**GIVEN INSTRUCTION**
Copy the records below, swapping every "a single pin" for "one dot" and leaving everything else unchanged.

**SUPPLIED MATERIAL**

------------

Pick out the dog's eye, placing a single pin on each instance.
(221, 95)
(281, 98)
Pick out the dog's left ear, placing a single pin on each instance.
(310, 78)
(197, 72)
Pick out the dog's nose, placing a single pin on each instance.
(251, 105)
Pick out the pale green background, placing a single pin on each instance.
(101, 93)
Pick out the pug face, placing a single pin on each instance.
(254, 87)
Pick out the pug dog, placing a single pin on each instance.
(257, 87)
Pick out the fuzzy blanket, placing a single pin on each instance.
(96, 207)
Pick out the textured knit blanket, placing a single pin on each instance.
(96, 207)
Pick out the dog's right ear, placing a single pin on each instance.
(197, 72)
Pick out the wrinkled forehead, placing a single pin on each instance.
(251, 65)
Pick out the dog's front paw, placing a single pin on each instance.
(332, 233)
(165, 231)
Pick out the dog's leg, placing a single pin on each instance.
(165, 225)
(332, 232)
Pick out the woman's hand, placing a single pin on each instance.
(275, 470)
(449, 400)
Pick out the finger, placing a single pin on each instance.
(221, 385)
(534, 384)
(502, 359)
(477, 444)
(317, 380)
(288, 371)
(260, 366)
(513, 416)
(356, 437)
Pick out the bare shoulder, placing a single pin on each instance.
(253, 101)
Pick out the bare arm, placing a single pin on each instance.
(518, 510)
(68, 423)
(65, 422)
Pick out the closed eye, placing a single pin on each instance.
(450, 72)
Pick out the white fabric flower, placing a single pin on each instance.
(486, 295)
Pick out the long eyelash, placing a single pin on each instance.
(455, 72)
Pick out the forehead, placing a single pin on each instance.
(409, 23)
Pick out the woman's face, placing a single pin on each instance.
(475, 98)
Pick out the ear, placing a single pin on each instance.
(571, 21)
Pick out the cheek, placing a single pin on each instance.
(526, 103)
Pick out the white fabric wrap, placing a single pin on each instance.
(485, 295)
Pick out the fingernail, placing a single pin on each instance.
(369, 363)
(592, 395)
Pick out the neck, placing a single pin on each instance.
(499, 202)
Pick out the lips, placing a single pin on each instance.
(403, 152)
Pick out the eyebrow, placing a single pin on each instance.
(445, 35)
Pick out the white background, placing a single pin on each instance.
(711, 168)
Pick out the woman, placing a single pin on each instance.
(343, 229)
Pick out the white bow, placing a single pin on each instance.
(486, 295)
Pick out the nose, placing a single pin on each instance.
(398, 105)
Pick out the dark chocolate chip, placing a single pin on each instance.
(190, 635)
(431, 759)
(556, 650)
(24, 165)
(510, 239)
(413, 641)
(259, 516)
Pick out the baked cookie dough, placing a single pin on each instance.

------------

**EXPECTED OUTPUT**
Pick out the dog's eye, placing one dot on each instance.
(221, 95)
(281, 98)
Pick out the dog's left ear, placing one dot on each instance.
(310, 78)
(197, 72)
Pick out the dog's nose, placing one dot on each instance.
(251, 105)
Pick out the pale green background, placing one dot on each instance.
(101, 93)
Pick out the pug face, placing one dot on each instance.
(254, 87)
Pick out the pug dog, placing one dot on each instance.
(257, 87)
Pick out the fuzzy blanket, placing one dot on each instance.
(96, 207)
Pick out the textured knit blanket, placing one dot on each instance.
(96, 207)
Pick out the dog's right ear, placing one dot on each instance.
(197, 72)
Pick out the wrinkled forehead, placing one dot on each instance.
(251, 65)
Pick out the dog's front paw, placing one dot on each instance.
(332, 233)
(165, 231)
Pick out the dog's leg, placing one dot on each instance.
(165, 225)
(332, 232)
Pick out the woman's hand, placing one dot on each instance.
(275, 470)
(449, 400)
Pick out the finger, placing one dot on each instance.
(221, 385)
(534, 384)
(502, 359)
(477, 444)
(317, 380)
(288, 371)
(260, 366)
(513, 416)
(356, 437)
Pick out the bare shoulder, placing one dot on each instance.
(253, 101)
Pick out the bare arm, placing one dot on each instance.
(518, 510)
(68, 423)
(65, 422)
Pick out the closed eye, placing one dot on each instance.
(450, 72)
Pick out the white fabric flower, placing one dot on each instance.
(486, 295)
Pick out the long eyelash, placing one dot on each instance.
(455, 72)
Pick out the forehead, placing one dot on each instance.
(409, 23)
Pick out the woman's face, placing one dot on each instance.
(475, 98)
Pick out the ear, placing one dot on each instance.
(571, 21)
Pick out the cheek, placing one dot on each instance.
(526, 103)
Pick out the white fabric wrap, placing one dot on each instance.
(485, 295)
Pick out the fingernail, placing one dot on each instance.
(369, 363)
(592, 395)
Pick out the neck, placing one dot on each instance.
(499, 202)
Pick out the lips, placing one dot on each instance.
(403, 152)
Pick out the eyebrow, placing one dot on each instance.
(445, 35)
Pick out the white background, placing one dot on each instance.
(711, 168)
Pick out the woman, placing one dot on each instance.
(343, 229)
Pick out the white bow, placing one dot on each instance.
(486, 295)
Pick out the nose, placing one dot on each instance.
(398, 105)
Pick out the dark chocolate chip, placing one dot on each instance.
(190, 635)
(431, 759)
(556, 650)
(24, 165)
(510, 239)
(413, 641)
(259, 516)
Pick out the baked cookie dough, placing one dot on each instance.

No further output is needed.